====== Input for this task

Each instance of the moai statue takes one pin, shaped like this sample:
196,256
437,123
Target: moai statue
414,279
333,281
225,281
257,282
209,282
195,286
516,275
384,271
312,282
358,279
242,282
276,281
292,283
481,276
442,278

============

• _Stated goal_:
Rewrite every line of the rows above as a JSON list of strings, one string per line, skipping any blank lines.

• _The reply_:
[
  "Each instance of the moai statue takes one pin, shaped like this sample:",
  "196,256",
  "437,123",
  "Target: moai statue",
  "414,279",
  "333,281",
  "225,281",
  "257,282",
  "209,282",
  "195,286",
  "516,275",
  "384,271",
  "312,282",
  "358,279",
  "242,282",
  "276,281",
  "292,283",
  "481,276",
  "442,278"
]